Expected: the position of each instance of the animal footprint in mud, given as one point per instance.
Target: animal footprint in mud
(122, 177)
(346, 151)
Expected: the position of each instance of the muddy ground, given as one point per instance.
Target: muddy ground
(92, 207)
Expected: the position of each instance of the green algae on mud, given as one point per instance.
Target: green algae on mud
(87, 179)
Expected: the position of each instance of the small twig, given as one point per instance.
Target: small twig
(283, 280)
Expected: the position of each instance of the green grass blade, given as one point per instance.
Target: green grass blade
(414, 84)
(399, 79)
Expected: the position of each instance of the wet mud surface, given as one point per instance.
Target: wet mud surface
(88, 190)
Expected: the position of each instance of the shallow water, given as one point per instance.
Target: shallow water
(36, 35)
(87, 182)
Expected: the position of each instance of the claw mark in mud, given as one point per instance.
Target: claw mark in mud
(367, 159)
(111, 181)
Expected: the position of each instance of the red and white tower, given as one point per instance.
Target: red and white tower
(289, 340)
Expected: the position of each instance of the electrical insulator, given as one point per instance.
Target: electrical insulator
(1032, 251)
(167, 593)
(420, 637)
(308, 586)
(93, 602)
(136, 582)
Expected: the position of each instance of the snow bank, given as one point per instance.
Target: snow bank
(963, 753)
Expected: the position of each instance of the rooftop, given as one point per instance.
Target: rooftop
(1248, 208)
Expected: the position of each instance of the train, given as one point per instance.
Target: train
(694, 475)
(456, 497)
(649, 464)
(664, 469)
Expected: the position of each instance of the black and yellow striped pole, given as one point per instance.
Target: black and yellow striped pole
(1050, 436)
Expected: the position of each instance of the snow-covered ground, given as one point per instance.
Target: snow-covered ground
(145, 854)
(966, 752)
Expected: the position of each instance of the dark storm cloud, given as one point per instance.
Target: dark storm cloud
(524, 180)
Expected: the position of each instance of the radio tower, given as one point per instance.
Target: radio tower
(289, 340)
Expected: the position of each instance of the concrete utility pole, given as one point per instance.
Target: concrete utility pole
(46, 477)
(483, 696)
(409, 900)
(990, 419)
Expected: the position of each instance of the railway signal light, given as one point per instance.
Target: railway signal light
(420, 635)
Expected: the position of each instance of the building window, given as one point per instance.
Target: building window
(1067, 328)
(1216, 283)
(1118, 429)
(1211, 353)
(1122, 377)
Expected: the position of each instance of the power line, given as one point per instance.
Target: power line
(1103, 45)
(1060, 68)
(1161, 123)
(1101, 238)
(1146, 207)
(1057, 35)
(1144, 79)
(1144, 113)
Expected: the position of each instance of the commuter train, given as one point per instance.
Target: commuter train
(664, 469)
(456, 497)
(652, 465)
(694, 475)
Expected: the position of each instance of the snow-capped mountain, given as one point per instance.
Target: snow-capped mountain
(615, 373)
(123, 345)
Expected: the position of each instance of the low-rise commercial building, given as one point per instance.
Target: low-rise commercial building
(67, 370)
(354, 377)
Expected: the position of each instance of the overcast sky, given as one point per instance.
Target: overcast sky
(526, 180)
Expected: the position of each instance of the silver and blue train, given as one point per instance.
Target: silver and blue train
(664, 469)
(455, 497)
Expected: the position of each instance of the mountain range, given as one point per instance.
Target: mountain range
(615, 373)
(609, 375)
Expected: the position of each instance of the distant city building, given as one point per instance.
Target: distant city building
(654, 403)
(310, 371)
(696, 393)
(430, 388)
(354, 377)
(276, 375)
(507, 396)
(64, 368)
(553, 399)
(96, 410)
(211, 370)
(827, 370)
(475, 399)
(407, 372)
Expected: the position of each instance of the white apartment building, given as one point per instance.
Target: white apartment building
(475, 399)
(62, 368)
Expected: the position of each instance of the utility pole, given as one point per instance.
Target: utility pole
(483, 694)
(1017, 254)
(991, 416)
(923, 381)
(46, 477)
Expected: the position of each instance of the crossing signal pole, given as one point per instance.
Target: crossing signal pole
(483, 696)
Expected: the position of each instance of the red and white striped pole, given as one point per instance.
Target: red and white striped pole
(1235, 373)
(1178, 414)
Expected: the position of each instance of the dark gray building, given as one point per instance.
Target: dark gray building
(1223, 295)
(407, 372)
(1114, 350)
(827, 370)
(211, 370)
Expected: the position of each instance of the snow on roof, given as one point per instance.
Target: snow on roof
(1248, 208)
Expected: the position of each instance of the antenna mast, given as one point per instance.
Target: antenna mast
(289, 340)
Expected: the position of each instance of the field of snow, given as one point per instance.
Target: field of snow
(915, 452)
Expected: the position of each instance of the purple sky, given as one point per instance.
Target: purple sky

• • • • •

To do: Could you please copy the lines of the listing above exactly, from its first line through the line bearing "Expected: the position of each instance of the green grass", and nothing more?

Response:
Expected: the position of each instance of the animal footprint in mud, given as one point per instance.
Target: animal footprint in mud
(122, 177)
(346, 151)
Expected: the position of each instance of the muddy ground, given as one point per instance.
Target: muddy ground
(92, 207)
Expected: the position of each instance of the green algae on mud, given as one point per instance.
Target: green algae on mud
(87, 179)
Expected: the position of each instance of the small twig, given as one point per instance.
Target: small twig
(283, 280)
Expected: the position of each instance of the green grass blade, given as one point per instance.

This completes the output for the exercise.